╭─ Listing

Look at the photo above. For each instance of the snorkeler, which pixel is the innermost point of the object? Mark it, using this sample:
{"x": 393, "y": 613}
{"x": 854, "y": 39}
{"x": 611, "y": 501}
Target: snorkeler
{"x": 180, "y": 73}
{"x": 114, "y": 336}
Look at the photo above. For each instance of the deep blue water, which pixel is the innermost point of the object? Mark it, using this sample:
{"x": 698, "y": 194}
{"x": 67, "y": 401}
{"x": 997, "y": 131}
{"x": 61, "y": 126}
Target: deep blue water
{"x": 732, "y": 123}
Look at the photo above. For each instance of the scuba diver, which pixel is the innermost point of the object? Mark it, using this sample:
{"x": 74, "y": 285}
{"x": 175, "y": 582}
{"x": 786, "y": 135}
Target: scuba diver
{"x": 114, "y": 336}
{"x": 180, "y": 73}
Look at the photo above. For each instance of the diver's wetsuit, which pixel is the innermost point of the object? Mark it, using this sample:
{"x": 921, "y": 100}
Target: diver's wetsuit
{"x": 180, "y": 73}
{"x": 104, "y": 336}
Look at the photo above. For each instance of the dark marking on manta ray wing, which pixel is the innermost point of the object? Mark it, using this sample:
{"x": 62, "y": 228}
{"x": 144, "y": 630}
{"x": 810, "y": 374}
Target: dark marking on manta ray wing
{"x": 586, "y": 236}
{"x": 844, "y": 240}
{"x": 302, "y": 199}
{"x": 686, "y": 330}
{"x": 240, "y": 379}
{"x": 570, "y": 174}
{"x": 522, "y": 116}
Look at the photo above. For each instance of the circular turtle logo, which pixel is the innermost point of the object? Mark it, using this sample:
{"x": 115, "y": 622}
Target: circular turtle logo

╰─

→ Exercise objective: Copy all of the material above word for word, with nothing changed, added, or left out.

→ Completed exercise:
Look at the photo above. For each instance of the snorkeler, which pixel is the innermost point of the object? Mark it, using this sample:
{"x": 393, "y": 613}
{"x": 854, "y": 39}
{"x": 611, "y": 501}
Target: snorkeler
{"x": 180, "y": 73}
{"x": 114, "y": 336}
Look at the photo above. For each instance of the deep blue water, which pixel is the innermost point of the object? Mark it, using this sample:
{"x": 698, "y": 194}
{"x": 67, "y": 401}
{"x": 997, "y": 131}
{"x": 61, "y": 126}
Target: deep blue water
{"x": 732, "y": 123}
Look at the photo above. For each instance of the scuba diver, which pixel is the innermost point of the object? Mark it, using this sample:
{"x": 74, "y": 285}
{"x": 175, "y": 582}
{"x": 786, "y": 135}
Target: scuba diver
{"x": 114, "y": 336}
{"x": 180, "y": 73}
Look at the photo above. For each instance of the diver's wetsuit, which pixel is the innermost point of the object? Mark it, using this sample:
{"x": 921, "y": 100}
Target: diver's wetsuit
{"x": 180, "y": 73}
{"x": 104, "y": 336}
Look at the photo above. For each instance of the dark marking on manta ray wing, which pixel is the innermost point of the object? Mark it, using this sample:
{"x": 62, "y": 228}
{"x": 144, "y": 630}
{"x": 810, "y": 374}
Target: dark marking on manta ray wing
{"x": 586, "y": 236}
{"x": 844, "y": 240}
{"x": 302, "y": 199}
{"x": 686, "y": 330}
{"x": 240, "y": 379}
{"x": 570, "y": 174}
{"x": 522, "y": 116}
Look at the photo above. For each instance of the circular turtle logo, which pixel is the innermost point of the object? Mark it, using this sample:
{"x": 115, "y": 622}
Target: circular turtle logo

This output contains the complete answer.